**Excerpt provided:**
● ● ● ● ● ● ●

US20130094791A1

US20130094791A1 - Building insulation system

Info

Publication number: US20130094791A1
Application number: US13/652,442
Authority: US
Inventors: Mark A. Aspenson; John G. Connell
Original assignee: Individual
Current assignee: Individual
Priority date: 2011-10-17
Filing date: 2012-10-15
Publication date: 2013-04-18
Also published as: WO2013059240A1; US20190257077A1

Abstract

The building insulation system includes a reflective, non-porous bag filled with thermal insulation material. The covering of the bag is made from reflective polymeric facer or plastic, which facilitates reflection of thermal energy radiation. The reflective non-porous bag provides a thermal barrier for conduction, convection and radiation aspects of thermal energy transfer.

Description

CROSS-REFERENCE TO RELATED APPLICATION

This application claims the benefit of U.S. Provisional Patent Application Ser. No. 61/548,099, filed Oct. 17, 2011.

BACKGROUND OF THE INVENTION

1. Field of the Invention
The present invention relates to building construction systems, and particularly to a building insulation system that provides improved insulation for maintaining more moderate temperatures and reducing energy costs.
2. Description of the Related Art
Typical building insulation does not have the capacity to provide the full range of thermal barriers against different sources of thermal energy. For insulation to perform as well as possible, the insulation should be able to cope with three forms of thermal transfer, viz.; conduction, convection and radiation. The national and worldwide R-values for insulation are generally based upon only one form of heat transfer, viz., conduction. However, conduction only represents about 10% of the total thermal forces acting on a building, the remaining thermal forces being about 25% for convection and about 65% for radiation. Percentages may vary due to differences in climate zones. Thus, insulation with a high R-value provides excellent thermal break or barrier for conduction, but with no regard to convection and radiation. With about 90% of the thermal energy contributors not being taken into account in typical building insulation, this highlights the extent of thermal inefficiencies existing in homes and other buildings. As a consequence, these inefficiencies contribute to the high costs of heating and cooling a building.

● ● ● ● ● ● ●

**Record set:**
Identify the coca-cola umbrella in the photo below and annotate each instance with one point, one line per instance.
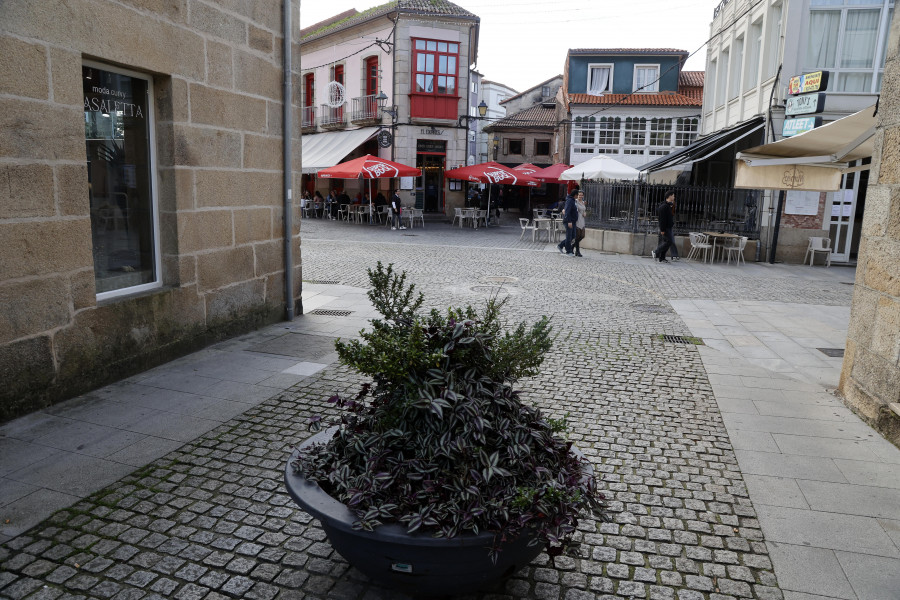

● ● ● ● ● ● ●

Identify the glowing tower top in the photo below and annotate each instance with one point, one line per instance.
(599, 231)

● ● ● ● ● ● ●

**Written request:** In the building insulation patent, what share of the total thermal forces acting on a building does conduction represent?

**Exercise solution:** About 10%.